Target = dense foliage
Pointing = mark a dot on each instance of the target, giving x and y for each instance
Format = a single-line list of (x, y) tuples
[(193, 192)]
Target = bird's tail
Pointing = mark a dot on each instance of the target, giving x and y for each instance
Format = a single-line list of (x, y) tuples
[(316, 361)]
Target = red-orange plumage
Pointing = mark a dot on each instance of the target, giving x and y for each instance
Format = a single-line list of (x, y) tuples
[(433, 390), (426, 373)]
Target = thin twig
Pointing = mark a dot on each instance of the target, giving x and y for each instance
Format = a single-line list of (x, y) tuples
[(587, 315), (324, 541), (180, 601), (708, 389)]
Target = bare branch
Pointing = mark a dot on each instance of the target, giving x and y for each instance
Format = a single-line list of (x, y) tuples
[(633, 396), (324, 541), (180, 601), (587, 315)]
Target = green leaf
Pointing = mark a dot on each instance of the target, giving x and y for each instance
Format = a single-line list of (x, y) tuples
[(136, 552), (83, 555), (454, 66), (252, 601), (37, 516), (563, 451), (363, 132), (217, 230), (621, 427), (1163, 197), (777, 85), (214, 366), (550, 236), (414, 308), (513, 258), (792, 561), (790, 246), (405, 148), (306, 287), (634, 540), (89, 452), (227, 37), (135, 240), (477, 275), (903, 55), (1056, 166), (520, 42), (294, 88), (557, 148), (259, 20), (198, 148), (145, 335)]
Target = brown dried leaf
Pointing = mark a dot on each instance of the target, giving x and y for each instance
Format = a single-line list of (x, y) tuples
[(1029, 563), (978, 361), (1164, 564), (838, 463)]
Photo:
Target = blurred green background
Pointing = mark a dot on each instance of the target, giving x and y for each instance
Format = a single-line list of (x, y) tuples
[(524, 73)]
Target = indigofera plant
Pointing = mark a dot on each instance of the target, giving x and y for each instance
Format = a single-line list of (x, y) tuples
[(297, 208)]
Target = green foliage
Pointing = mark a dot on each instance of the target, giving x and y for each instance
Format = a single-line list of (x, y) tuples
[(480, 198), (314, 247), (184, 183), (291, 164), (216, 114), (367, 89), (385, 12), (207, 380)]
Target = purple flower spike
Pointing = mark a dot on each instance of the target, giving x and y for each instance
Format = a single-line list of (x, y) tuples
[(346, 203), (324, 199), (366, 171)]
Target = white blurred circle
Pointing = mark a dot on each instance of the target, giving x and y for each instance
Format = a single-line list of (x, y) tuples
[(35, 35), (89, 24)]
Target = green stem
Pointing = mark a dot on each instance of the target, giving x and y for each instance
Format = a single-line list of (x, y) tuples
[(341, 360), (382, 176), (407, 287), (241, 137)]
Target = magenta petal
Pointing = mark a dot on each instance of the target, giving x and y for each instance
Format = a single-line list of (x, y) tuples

**Task instructions:**
Return every entry exactly as given.

**Exercise solution:**
Target = dense foliage
Pointing = mark a dot on each instance of the target, giving x and y for each instance
Format = a single-line list of (x, y) tuples
[(193, 192)]
Target = bird's tail
Pointing = mark a dot on each instance of the target, giving x and y for each instance
Format = a single-line list of (x, y) tuples
[(316, 361)]
Target = red-orange plumage
Pointing = mark a dot on each instance of the target, giving x and y for each instance
Format = a single-line list of (x, y) tuples
[(433, 390), (426, 373)]
Target = thin twig
Pointing = mark a dot on each instance of the target, giving x and y for each instance
Format = a single-line list of (x, y) tuples
[(587, 315), (324, 541), (180, 601), (708, 389)]
Target = bare branch
Pointing = mark a dot on each instance of the target, giving x and y for each instance
Format = a single-line list of (x, y) tuples
[(633, 396), (324, 541), (180, 601), (587, 315)]
Target = green leaf
Pointing = mark a dot on each instance of the target, giving x and y for each instance
Format = a single-line list of (x, y) tuples
[(136, 552), (83, 555), (454, 66), (252, 601), (37, 516), (563, 451), (363, 132), (217, 230), (621, 427), (1163, 197), (777, 85), (214, 366), (550, 236), (414, 308), (513, 258), (792, 561), (790, 246), (405, 148), (306, 287), (634, 540), (89, 452), (227, 37), (135, 240), (477, 275), (903, 55), (1056, 166), (520, 42), (294, 88), (557, 148), (259, 20), (198, 148), (145, 335)]
Target = brown dried leaf
Pointing = mark a dot on each instance of the target, giving x and y for each instance
Format = a single-line list of (x, y) tuples
[(1029, 563), (978, 361), (1164, 564), (838, 463)]
Photo:
Target = blurred green background
Pointing = mark a dot on each instance of the target, giving x and y for each instance
Format = a single-line list of (x, y) tuples
[(524, 73)]
Target = indigofera plant
Pointing = mark a dot on each instance of the target, giving x and y for each instance
Format = a single-line list of (x, y) tuples
[(297, 208)]
Target = green foliage
Pointing = mark a dot on each instance of the target, giving x and y for each instance
Format = a single-line list of (x, y) tuples
[(480, 198), (314, 247), (184, 183), (291, 164), (216, 114), (367, 89), (385, 12), (207, 380)]
Target = purple flower spike
Pointing = mark a dot on each instance of the target, giving x and y for each instance
Format = a single-line list of (x, y) tuples
[(346, 203), (324, 199), (366, 171)]
Target = white blurred circle
Pointing = mark a dot on each instance of the target, giving x and y for each instance
Format = a single-line list of (x, y) tuples
[(35, 35), (89, 24)]
Target = green stem
Pointing = mark a dot on each instance of the target, giving x and y for each instance
Format = a single-line list of (x, y) tuples
[(341, 360), (382, 176), (407, 287), (241, 137)]
Target = magenta petal
Pointing = mark a dot on each instance of the target, giving x and y for each instance
Format = a single-line list of (x, y) tuples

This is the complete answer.